Object outline annotations
—————
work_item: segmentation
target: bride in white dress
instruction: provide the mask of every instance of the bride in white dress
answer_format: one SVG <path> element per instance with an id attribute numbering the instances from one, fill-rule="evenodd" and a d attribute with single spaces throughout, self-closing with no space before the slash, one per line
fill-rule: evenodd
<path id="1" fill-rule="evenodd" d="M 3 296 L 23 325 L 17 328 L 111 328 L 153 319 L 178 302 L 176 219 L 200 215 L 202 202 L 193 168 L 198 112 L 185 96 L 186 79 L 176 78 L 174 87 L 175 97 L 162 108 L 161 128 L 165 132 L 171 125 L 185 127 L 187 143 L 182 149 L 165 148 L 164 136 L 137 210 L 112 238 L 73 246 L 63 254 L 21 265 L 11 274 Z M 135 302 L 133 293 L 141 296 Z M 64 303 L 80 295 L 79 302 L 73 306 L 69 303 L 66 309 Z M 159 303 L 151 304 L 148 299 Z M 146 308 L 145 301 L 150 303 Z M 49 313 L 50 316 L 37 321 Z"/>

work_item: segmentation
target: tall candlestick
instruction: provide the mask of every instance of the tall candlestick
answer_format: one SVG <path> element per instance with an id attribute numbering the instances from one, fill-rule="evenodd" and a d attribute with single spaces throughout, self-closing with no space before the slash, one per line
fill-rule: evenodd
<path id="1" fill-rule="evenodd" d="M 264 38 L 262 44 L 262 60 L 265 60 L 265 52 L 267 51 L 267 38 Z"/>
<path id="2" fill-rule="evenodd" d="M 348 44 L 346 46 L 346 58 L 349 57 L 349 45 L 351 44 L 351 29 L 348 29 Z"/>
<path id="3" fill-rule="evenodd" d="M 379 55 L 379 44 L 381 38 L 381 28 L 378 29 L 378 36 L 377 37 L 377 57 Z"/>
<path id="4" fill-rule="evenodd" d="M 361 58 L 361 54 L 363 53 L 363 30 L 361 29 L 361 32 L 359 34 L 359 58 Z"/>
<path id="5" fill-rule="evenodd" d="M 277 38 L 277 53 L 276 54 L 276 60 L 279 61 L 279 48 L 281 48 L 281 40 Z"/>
—————
Rewrite every line of the material above as a Markdown table with the columns Row and Line, numbering the rows in order and leaving out blank lines.

| Row | Line |
|---|---|
| 1 | work_item: segmentation |
| 2 | target: bride in white dress |
| 3 | instruction: provide the mask of every instance of the bride in white dress |
| 4 | answer_format: one SVG <path> element per instance with an id attribute numbering the instances from one, fill-rule="evenodd" and a d attribute with single spaces throughout, self-closing with no space before the slash, one per line |
| 5 | fill-rule: evenodd |
| 6 | <path id="1" fill-rule="evenodd" d="M 3 296 L 23 325 L 17 328 L 111 328 L 153 319 L 178 302 L 176 219 L 200 215 L 202 202 L 193 168 L 198 112 L 185 96 L 186 79 L 176 78 L 174 87 L 175 97 L 162 108 L 161 128 L 165 132 L 171 125 L 185 127 L 187 143 L 182 149 L 165 148 L 164 136 L 137 210 L 112 238 L 73 246 L 63 254 L 21 265 L 11 274 Z M 135 302 L 133 293 L 141 296 Z M 64 303 L 80 295 L 79 302 L 73 306 L 69 303 L 66 309 Z M 159 303 L 151 304 L 148 299 Z M 146 308 L 145 301 L 150 303 Z M 49 313 L 50 316 L 37 321 Z"/> |
| 7 | work_item: segmentation |
| 8 | target: tall candlestick |
| 9 | instruction: provide the mask of every instance of the tall candlestick |
| 10 | answer_format: one SVG <path> element per instance with an id attribute numbering the instances from one, fill-rule="evenodd" and a d attribute with single spaces throughout, self-closing with no space before the slash, one per line |
| 11 | fill-rule: evenodd |
| 12 | <path id="1" fill-rule="evenodd" d="M 264 38 L 262 44 L 262 60 L 265 60 L 265 52 L 267 51 L 267 38 Z"/> |
| 13 | <path id="2" fill-rule="evenodd" d="M 348 44 L 346 46 L 346 58 L 349 57 L 349 45 L 351 44 L 351 29 L 348 29 Z"/> |
| 14 | <path id="3" fill-rule="evenodd" d="M 379 55 L 379 44 L 381 38 L 381 28 L 378 29 L 378 36 L 377 37 L 377 57 Z"/> |
| 15 | <path id="4" fill-rule="evenodd" d="M 361 58 L 361 54 L 363 53 L 363 30 L 361 29 L 361 32 L 359 34 L 359 58 Z"/> |
| 16 | <path id="5" fill-rule="evenodd" d="M 277 38 L 277 53 L 276 54 L 276 60 L 279 61 L 279 48 L 281 48 L 281 40 Z"/> |